• **SELECTED PASSAGE**:
A LETTER TO SIR RICHARD FORD, &c. &c.
GENTLEMEN ,
I have taken the liberty to consume a few minutes of your valuable time, for the purpose of awakening your attention to an evil, that has lately encreased to an enormous magnitude; an evil rendered the more mischievous, inasmuch as it is sanctioned by Magisterial authority.
You, Gentlemen, are not to be taught by me, that the law itself has marked with peculiar abhorrence, every species of oppression and injustice, that is perpetrated under its influence; for, dreadful indeed must be the situation of the subjects of any country, who are told that their oppressions are authorised by the power of Magistracy.

• **DATA EXTRACT**:
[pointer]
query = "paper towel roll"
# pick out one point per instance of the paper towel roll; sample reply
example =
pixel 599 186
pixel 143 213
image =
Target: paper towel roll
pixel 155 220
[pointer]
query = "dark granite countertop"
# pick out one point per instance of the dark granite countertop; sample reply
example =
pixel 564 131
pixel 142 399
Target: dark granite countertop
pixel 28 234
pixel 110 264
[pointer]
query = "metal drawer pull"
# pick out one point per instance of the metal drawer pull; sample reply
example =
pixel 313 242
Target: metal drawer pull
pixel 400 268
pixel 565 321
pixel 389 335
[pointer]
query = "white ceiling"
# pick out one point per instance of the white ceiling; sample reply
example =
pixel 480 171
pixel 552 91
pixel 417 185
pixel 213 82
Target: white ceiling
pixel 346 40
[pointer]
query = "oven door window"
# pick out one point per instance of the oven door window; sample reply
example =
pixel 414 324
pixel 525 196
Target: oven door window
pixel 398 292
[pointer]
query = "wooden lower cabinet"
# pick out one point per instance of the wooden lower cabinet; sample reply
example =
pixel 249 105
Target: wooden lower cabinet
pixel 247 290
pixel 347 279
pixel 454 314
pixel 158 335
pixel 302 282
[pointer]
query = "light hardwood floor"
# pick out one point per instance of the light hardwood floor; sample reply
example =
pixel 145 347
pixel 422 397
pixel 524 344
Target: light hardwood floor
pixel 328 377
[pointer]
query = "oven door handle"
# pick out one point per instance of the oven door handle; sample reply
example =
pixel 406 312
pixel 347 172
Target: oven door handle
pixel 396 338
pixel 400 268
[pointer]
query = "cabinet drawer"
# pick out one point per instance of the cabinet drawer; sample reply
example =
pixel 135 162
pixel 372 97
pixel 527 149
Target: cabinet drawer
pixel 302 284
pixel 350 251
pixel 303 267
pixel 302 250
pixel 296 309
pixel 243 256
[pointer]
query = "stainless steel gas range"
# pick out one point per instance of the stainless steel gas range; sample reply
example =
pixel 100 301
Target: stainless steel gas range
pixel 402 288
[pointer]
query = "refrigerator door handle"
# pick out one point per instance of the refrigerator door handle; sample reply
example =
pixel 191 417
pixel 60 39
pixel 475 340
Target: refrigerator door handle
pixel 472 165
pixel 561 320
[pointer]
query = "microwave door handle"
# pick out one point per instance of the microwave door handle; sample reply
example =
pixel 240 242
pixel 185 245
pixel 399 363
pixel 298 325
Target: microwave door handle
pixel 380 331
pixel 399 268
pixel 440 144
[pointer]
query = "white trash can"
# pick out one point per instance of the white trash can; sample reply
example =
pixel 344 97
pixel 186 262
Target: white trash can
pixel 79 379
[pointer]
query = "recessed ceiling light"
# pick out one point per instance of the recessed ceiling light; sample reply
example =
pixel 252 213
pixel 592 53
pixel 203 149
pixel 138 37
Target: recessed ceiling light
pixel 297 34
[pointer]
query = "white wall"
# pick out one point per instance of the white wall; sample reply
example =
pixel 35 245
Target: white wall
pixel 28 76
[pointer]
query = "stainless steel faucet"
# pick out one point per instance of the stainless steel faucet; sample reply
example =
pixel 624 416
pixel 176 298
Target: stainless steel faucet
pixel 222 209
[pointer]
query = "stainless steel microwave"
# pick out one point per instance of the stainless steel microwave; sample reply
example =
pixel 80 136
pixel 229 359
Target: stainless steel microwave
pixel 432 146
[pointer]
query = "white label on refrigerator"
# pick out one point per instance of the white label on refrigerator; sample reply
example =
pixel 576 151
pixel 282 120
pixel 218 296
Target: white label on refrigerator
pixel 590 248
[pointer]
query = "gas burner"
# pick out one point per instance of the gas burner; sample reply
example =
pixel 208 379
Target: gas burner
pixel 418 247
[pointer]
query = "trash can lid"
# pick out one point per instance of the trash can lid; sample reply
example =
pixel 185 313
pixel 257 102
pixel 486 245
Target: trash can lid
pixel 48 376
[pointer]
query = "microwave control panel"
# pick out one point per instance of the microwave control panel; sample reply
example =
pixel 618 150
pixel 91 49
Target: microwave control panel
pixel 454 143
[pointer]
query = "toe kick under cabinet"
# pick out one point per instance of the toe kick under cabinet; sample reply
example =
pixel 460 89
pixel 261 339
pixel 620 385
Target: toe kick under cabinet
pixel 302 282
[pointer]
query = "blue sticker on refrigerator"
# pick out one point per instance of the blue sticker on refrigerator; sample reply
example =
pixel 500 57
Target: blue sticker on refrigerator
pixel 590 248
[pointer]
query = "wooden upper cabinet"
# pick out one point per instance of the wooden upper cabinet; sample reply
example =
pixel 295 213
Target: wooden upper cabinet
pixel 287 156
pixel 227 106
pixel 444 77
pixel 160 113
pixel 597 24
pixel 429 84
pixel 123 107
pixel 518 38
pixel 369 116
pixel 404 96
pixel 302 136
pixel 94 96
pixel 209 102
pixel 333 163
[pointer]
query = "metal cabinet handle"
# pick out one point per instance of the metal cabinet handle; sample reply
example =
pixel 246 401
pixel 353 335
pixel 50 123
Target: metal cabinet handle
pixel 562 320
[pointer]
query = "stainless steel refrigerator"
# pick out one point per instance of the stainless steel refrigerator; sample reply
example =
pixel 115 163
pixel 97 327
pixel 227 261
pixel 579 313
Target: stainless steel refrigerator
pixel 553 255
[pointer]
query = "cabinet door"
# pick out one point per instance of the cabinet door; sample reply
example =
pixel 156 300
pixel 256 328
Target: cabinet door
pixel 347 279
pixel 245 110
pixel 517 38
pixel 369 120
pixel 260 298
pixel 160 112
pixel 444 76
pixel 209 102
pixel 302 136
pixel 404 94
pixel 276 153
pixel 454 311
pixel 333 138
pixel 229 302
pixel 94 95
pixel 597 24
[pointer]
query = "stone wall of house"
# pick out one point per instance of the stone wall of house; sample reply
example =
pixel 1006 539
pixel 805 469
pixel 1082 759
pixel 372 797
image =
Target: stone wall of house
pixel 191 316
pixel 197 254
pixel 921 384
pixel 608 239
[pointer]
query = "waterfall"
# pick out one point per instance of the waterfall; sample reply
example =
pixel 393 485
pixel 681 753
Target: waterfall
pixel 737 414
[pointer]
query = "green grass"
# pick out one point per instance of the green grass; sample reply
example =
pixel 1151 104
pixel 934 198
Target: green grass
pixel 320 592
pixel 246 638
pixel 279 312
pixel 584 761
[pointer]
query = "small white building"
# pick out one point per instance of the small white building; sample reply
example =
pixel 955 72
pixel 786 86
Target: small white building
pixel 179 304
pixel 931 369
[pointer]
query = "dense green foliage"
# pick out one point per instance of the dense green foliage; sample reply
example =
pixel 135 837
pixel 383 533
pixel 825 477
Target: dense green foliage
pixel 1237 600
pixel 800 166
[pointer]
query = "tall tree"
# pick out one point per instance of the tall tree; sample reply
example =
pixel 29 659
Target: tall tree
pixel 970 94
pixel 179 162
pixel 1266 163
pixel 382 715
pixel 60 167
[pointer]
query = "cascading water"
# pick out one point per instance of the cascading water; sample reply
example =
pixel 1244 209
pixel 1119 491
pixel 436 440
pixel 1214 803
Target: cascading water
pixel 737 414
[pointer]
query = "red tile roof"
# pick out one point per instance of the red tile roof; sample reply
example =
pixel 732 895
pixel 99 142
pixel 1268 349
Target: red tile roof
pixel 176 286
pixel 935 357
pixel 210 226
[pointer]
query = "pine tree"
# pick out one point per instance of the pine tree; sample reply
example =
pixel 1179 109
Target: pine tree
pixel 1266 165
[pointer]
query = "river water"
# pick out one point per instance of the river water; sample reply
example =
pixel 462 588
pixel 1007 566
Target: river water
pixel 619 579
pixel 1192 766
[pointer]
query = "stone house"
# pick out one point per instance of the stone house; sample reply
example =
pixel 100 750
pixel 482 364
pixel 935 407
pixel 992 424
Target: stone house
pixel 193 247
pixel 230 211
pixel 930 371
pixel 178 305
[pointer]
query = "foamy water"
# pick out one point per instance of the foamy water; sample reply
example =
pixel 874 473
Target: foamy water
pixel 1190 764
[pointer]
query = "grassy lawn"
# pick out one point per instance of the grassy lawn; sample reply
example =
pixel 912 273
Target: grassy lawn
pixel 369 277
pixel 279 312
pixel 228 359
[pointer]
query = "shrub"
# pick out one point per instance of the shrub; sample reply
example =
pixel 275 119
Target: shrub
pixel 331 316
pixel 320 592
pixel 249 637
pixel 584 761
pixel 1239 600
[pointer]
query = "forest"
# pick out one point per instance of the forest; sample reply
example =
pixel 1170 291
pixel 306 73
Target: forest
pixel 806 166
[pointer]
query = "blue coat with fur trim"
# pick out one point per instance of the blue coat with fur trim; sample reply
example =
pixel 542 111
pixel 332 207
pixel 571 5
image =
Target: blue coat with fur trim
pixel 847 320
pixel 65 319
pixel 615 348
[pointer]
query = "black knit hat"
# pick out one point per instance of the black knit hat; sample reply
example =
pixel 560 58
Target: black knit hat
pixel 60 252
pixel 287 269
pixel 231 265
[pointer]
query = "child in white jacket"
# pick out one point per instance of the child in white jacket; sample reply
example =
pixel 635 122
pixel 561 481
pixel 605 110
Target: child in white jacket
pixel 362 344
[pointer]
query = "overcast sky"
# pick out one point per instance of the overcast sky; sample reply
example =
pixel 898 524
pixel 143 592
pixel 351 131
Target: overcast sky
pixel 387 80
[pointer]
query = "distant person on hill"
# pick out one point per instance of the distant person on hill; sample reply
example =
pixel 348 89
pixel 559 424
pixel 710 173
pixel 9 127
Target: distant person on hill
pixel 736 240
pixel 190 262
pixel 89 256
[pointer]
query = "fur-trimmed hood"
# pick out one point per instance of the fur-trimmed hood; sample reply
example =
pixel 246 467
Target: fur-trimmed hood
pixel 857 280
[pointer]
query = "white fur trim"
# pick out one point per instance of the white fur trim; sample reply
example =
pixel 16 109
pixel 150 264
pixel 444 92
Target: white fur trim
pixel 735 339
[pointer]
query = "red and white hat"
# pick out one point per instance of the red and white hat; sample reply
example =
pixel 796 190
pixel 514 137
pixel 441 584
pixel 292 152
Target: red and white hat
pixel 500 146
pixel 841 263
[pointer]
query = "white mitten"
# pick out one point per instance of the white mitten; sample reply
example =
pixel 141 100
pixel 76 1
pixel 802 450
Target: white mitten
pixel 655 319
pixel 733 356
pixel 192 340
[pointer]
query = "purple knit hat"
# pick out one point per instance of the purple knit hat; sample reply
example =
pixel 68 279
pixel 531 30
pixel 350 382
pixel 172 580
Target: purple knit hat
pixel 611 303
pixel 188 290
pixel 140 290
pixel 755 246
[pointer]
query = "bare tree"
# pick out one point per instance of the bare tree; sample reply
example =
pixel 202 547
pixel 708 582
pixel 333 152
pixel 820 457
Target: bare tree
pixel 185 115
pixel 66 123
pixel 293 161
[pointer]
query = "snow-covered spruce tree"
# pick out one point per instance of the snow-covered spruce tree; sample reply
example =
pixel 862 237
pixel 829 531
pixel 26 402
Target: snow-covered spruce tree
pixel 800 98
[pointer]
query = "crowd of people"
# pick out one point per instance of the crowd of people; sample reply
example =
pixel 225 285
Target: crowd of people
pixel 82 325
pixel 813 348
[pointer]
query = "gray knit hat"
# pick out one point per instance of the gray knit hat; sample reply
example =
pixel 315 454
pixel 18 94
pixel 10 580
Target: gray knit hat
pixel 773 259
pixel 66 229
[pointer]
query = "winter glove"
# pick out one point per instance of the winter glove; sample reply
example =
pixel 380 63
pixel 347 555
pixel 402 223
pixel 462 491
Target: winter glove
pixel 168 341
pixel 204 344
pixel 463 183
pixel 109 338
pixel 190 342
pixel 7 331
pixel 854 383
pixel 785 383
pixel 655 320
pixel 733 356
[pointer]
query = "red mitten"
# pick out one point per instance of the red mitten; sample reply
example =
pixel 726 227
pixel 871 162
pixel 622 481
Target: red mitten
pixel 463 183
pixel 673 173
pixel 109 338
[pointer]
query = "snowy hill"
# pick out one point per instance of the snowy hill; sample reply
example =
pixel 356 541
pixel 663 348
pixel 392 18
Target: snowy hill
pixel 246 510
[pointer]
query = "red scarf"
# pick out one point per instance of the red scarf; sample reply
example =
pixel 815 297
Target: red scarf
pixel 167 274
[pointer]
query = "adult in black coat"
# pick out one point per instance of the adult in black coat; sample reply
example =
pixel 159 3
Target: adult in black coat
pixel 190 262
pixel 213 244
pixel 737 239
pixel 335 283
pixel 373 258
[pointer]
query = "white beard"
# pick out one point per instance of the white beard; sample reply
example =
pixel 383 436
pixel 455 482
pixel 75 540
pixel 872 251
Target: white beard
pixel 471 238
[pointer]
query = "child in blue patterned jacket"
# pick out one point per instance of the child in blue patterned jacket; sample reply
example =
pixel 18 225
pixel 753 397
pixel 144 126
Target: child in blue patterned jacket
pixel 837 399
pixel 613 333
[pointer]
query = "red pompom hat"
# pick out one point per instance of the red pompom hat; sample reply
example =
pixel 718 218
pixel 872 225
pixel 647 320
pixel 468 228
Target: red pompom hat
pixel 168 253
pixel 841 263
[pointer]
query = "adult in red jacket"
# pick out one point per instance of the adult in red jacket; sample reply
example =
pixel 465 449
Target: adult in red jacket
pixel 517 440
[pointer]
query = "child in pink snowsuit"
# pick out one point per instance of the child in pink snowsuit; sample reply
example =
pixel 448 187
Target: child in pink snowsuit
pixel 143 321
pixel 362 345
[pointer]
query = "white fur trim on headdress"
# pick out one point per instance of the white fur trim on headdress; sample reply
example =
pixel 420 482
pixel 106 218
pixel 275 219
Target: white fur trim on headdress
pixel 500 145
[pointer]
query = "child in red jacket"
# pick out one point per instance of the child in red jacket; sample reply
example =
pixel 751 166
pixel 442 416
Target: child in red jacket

• **PROBLEMS AND TASKS**:
• a. List every line of the records that contains the word "overcast".
• b. Go on with the letter to Sir Richard Ford from the point where it stops.

• **ANSWERS FOR THIS EXERCISE**:
• a.
query = "overcast sky"
# pick out one point per instance of the overcast sky; sample reply
Target: overcast sky

• b.
The mischief I allude to is the alarming depredations committed by a gang of abandoned wretches, who, by a scene of fraud and perjury, have long been in the habits of obtaining your warrants, under the fallacious pretences of prosecuting the keepers of Gaming Houses, Lottery Offices, Dancing Schools, and other public nuisances; but who, in fact, obtain those instruments of legal authority, to give countenance and facility to the most outrageous extortions and robberies: for, instead of causing such warrants to be executed for the ends of public justice, they prostitute them to the accomplishment of private plunder, turning them into terrific engines, to alarm the objects of supposed delinquency into a compliance with the most exorbitant pecuniary demands. And thus the Magistrates, who on all occasions, are anxious to embrace every opportunity of suppressing a public nuisance, become the dupes of profligate necessity, and the innocent parricides of that peace, liberty, and property, which the Police of this country appoint them to preserve and protect.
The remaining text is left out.